■ **Short exercise**
Begin with the line that contains "Target: white side door" and transcribe each line after it, up to and including the last line of the listing below.

[Object pointing dataset rows]
>>>>>

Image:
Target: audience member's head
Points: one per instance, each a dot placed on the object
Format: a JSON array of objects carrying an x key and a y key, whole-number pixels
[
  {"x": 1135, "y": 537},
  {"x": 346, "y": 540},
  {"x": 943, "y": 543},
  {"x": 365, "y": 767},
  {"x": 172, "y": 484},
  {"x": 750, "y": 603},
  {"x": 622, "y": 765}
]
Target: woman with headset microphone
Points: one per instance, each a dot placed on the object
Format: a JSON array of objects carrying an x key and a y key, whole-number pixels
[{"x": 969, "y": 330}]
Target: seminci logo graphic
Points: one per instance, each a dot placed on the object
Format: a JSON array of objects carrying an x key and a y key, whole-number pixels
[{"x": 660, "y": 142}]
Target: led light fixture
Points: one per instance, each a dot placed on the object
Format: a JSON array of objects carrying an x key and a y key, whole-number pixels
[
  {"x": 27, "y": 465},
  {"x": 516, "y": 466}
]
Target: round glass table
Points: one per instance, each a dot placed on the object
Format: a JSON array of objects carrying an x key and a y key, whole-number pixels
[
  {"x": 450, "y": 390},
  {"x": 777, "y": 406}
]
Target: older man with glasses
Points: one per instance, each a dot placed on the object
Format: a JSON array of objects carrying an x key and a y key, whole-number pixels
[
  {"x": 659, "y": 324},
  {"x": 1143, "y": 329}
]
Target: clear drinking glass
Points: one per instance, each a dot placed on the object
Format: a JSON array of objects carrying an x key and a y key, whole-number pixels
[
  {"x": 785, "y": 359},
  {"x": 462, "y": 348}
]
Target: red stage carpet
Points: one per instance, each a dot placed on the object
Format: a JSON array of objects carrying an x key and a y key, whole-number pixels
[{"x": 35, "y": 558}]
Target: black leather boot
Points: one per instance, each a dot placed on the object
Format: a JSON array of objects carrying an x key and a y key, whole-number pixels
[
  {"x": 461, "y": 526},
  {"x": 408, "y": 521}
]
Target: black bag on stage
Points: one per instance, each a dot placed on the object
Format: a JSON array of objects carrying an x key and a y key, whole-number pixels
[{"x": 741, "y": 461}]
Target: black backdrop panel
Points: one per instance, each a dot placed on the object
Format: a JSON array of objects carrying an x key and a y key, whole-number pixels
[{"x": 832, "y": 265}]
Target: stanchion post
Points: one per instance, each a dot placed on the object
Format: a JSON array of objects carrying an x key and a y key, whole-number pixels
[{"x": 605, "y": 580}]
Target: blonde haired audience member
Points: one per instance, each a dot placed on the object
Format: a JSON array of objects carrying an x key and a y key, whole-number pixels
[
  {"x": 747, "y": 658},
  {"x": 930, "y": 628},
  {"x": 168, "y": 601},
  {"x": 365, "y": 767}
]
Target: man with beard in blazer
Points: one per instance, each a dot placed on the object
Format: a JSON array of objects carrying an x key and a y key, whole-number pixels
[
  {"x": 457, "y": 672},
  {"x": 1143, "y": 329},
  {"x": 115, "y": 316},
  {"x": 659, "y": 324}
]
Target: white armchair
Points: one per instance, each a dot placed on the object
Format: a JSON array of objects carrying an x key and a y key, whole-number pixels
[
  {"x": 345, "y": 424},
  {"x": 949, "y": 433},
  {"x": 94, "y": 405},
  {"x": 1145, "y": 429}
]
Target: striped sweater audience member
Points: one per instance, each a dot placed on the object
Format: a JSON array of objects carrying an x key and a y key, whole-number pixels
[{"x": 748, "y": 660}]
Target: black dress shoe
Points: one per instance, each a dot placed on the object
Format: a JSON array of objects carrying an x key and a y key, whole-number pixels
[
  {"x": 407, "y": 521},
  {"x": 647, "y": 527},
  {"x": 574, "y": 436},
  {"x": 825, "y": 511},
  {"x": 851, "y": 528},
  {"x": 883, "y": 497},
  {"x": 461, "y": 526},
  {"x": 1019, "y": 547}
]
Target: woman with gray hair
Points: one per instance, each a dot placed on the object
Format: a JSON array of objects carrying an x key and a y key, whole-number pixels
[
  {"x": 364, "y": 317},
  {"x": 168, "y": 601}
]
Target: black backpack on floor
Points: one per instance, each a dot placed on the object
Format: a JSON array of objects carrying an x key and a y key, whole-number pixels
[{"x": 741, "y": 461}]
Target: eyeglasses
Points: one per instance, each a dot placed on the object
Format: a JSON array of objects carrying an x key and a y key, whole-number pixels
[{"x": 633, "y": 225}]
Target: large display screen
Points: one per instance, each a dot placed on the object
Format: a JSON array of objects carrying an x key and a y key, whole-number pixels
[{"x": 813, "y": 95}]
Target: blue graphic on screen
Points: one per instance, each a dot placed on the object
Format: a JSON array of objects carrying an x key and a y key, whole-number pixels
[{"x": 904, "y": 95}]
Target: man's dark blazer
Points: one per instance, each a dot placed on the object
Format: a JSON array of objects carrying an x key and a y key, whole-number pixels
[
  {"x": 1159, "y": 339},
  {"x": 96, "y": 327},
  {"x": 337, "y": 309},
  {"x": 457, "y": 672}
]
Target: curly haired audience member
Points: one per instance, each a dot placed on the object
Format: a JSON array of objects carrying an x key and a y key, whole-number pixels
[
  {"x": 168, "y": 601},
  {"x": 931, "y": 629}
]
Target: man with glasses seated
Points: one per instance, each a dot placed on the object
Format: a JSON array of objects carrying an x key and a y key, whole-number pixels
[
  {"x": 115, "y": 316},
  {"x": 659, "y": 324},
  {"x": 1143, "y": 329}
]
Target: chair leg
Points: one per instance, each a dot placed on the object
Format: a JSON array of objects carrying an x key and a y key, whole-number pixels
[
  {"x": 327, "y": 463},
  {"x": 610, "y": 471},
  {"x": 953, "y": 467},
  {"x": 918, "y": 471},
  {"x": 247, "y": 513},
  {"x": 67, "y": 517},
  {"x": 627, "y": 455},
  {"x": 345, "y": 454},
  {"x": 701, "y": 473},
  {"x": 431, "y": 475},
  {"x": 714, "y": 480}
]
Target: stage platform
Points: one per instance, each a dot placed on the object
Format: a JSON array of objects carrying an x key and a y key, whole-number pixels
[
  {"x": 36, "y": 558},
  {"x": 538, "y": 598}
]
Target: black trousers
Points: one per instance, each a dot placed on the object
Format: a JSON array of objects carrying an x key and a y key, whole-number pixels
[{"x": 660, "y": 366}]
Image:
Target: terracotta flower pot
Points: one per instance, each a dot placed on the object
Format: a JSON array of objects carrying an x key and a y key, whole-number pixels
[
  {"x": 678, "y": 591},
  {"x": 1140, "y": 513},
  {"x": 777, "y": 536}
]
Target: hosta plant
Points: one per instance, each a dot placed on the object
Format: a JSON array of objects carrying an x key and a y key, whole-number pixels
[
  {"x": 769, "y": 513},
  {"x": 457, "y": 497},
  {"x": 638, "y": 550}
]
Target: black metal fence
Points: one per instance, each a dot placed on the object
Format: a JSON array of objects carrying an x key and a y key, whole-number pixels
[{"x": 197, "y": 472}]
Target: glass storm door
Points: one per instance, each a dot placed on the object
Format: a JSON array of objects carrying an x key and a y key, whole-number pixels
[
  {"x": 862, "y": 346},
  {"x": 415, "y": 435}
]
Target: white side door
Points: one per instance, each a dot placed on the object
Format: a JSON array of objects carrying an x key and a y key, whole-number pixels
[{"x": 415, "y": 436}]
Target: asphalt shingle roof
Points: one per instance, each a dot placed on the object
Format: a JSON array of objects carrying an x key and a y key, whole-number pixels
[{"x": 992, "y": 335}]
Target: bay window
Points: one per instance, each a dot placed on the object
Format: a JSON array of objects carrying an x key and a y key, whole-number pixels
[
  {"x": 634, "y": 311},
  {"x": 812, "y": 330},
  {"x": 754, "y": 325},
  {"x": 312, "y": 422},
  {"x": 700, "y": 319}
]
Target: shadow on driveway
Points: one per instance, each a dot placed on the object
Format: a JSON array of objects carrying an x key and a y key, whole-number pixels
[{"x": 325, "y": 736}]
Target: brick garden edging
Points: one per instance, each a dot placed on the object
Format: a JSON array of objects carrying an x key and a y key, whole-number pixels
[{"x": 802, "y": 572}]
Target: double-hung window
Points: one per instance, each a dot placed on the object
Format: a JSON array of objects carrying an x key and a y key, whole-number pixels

<<<<<

■ **The solution**
Target: white side door
Points: one per instance, each a dot placed on the object
Format: a JSON array of objects carrying an x key and a y key, whole-number pixels
[{"x": 415, "y": 436}]
Target: asphalt shingle roof
Points: one per instance, each a dot placed on the object
Format: a JSON array of objects carrying an x key and a y key, whole-number pixels
[{"x": 992, "y": 335}]
Target: bay window
Points: one per instance, each a dot placed on the object
Format: a JSON array of objects carrying an x key and a y key, whole-number pixels
[
  {"x": 634, "y": 311},
  {"x": 812, "y": 330},
  {"x": 754, "y": 325},
  {"x": 312, "y": 422},
  {"x": 700, "y": 319}
]
Target: shadow on driveway
Points: one per instance, each a dot placed on the object
Format: a JSON array of objects carrying an x key and a y key, whole-number pixels
[{"x": 325, "y": 736}]
Target: brick garden edging
Points: one per instance, each a dot placed on the object
Format: a JSON array of objects carrying an x key and a y key, whole-number pixels
[{"x": 802, "y": 572}]
Target: double-hung window
Points: one per instance, each a dot placed on the object
Format: a JSON array of objects carrying an x key and a y key, whole-number pixels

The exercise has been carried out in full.